— start RECORDS SHOWN —

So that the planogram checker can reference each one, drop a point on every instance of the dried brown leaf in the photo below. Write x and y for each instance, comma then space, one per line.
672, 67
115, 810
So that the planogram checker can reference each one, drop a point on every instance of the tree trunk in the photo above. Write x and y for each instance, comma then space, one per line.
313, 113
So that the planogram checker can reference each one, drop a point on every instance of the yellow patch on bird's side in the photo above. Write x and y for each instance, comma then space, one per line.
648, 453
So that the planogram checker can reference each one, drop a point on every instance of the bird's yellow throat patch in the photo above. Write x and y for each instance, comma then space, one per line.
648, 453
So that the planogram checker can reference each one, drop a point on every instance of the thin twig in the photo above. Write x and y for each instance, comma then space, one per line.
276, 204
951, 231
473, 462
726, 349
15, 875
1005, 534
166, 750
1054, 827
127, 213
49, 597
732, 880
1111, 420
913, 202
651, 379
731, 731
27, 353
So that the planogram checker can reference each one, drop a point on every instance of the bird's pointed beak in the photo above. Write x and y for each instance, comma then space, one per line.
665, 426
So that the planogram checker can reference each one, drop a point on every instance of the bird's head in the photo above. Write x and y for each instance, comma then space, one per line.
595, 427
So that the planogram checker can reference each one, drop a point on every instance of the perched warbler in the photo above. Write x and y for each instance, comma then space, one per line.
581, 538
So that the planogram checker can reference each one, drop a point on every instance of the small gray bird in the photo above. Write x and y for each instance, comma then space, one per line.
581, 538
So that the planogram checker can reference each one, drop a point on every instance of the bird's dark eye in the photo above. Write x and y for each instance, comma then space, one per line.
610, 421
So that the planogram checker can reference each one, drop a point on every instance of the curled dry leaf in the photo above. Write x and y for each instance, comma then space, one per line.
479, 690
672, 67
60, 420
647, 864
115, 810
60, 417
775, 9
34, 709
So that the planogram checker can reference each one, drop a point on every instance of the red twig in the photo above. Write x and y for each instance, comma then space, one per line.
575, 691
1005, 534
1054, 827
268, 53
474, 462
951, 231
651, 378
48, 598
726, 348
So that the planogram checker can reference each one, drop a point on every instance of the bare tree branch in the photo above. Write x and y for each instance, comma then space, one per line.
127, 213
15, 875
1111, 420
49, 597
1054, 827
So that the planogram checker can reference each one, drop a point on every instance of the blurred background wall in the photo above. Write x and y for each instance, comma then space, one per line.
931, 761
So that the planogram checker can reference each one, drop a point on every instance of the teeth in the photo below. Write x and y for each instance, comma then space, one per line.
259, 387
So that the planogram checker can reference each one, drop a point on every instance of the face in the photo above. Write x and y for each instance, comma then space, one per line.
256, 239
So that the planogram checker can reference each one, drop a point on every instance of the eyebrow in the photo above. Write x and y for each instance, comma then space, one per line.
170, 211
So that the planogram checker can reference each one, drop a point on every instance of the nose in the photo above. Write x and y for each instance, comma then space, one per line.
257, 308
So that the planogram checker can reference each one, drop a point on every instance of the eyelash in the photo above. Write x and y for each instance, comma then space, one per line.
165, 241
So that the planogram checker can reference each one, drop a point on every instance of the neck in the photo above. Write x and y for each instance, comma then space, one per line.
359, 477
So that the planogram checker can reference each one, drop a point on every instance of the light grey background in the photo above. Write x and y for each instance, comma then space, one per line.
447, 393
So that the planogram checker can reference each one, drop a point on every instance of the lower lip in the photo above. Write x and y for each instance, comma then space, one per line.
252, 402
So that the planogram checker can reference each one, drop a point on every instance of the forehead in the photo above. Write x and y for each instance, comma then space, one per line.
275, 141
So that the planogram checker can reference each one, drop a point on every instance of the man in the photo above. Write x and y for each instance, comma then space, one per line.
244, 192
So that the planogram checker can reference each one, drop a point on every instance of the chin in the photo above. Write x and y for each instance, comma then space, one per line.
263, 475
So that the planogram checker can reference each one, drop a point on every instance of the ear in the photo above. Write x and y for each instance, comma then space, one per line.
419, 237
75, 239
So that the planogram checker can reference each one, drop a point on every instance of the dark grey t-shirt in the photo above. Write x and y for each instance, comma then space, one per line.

— end RECORDS SHOWN —

| EXERCISE DIRECTIONS |
Using the material above, reproduce exactly the line that contains "of the chin" and all lines after it through the last one, and only those.

| SOLUTION TO THIS EXERCISE |
So that the planogram checker can reference each one, drop a point on every instance of the chin in the photo above. Write x and y for each instance, comma then space, one per line.
263, 475
So that the planogram checker can reference each one, drop a point on every instance of the ear in the photo above. Write x and y for each instance, comma then space, one per line.
419, 237
75, 239
So that the planogram checker can reference each one, drop a point on every instance of the dark grey t-shirt in the photo above. Write x and y for each instance, comma then space, one per line.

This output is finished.